Page excerpt:
Next on my To-Do list was experiencing the Cessna 172Rs performance near its service ceiling of 13,500ft. My goal was 10,500ft and today was perfect for the attempt. No clouds and the air was cold and thick, perfect for max performance from the Lycoming O-360 engine. At 80kts I made about 500 fpm climb. I went past 7000 then 8000 then 9000ft with little loss in performance. I continued to lean out the engine as I progressed. The Outside Air Temp (OAT) remained fairly constant at 23F. Only at 10,000ft did the rate of climb begin to diminish to about 400fpm. Once on top of the world, two miles above the earth, I cruised along for about 10 minutes. I could feel the difference in breathing the thinner air. I wanted to document the feat with a photograph but found my camera battery missing, still at home sitting in the charger! About 30 miles from my destination I started down practicing some forward slips giving me descent rates of 1000fpm and making my ear’s pop.
I did a practice touch and go at Dinwiddie before moving on to Chesterfield. Both airports were packed with GA traffic. Apparently everyone else was taking advantage of the good (but cold) weather as well. I flew a bomber pattern over Chesterfield before landing on r/w 15. I shut down and got an aviation passport stamp before sitting down and assessing the flight so far and identifying things to work on. It was apparent that two months was too long to not fly as my patterns were sloppy and my landings were not as precise as I would like. I decided to focus on those items on the return to Langley.

Given request A:
Please print everything in the flight account from "I did a practice" down to "return to Langley.".
Given request B:
Output, word for word, everything in the listing from the line containing "In this photo, point at the concrete" down to the line containing "In this photo, point at the tall", with both of those lines included.

Records for this task:
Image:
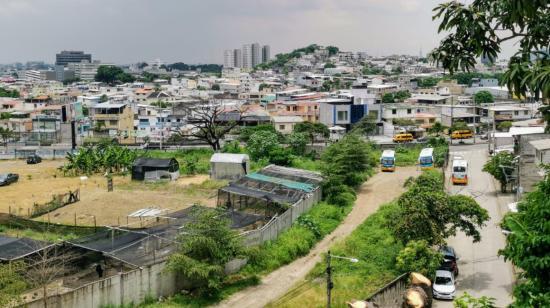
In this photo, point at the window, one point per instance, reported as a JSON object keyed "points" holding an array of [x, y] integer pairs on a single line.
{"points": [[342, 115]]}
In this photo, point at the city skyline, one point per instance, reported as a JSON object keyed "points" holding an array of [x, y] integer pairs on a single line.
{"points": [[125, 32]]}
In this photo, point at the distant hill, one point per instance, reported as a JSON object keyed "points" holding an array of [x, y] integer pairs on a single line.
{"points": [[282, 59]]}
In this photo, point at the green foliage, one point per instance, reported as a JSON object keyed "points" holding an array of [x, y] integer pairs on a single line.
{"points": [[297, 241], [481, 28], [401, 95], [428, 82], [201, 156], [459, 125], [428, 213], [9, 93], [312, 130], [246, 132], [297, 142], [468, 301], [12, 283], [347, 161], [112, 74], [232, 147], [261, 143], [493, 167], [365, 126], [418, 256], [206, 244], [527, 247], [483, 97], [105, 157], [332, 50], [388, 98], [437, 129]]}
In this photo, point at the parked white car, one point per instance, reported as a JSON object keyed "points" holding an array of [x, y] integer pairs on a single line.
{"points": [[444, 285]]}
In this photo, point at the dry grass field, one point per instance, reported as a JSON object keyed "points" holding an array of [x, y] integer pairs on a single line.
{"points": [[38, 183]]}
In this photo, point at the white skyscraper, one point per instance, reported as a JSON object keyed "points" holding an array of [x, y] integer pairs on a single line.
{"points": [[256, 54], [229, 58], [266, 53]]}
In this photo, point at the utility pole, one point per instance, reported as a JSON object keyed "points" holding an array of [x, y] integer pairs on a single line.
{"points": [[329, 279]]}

--

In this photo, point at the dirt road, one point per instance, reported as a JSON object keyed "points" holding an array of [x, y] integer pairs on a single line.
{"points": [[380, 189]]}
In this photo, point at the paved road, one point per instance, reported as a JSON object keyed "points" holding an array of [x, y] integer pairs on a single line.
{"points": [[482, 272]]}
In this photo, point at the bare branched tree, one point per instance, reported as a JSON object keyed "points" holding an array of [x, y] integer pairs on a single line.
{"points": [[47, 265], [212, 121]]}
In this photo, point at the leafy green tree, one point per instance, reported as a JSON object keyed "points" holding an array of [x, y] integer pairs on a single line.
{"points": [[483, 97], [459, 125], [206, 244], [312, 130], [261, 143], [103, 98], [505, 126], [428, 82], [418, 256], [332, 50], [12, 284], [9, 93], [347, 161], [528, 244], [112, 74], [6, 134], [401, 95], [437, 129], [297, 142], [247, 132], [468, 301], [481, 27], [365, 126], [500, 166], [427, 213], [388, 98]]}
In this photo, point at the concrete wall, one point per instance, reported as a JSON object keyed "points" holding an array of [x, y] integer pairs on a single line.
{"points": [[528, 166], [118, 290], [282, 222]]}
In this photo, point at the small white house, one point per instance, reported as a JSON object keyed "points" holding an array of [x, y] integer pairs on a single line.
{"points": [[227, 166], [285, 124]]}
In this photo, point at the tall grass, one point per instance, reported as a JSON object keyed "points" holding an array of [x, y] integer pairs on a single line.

Problem solution A:
I did a practice touch and go at Dinwiddie before moving on to Chesterfield. Both airports were packed with GA traffic. Apparently everyone else was taking advantage of the good (but cold) weather as well. I flew a bomber pattern over Chesterfield before landing on r/w 15. I shut down and got an aviation passport stamp before sitting down and assessing the flight so far and identifying things to work on. It was apparent that two months was too long to not fly as my patterns were sloppy and my landings were not as precise as I would like. I decided to focus on those items on the return to Langley.

Problem solution B:
In this photo, point at the concrete wall, one point per instance, reported as a JSON object keyed "points" holding an array of [x, y] integer pairs on a single line.
{"points": [[528, 166], [118, 290], [282, 222]]}
In this photo, point at the small white house, one point per instance, reported as a JSON object keyed "points" holding an array of [x, y] integer pairs on a single line.
{"points": [[227, 166], [285, 124]]}
In this photo, point at the tall grass, one point per instance, reported as a JSON object keyed "points" holding an array of [x, y] integer pairs on a single line.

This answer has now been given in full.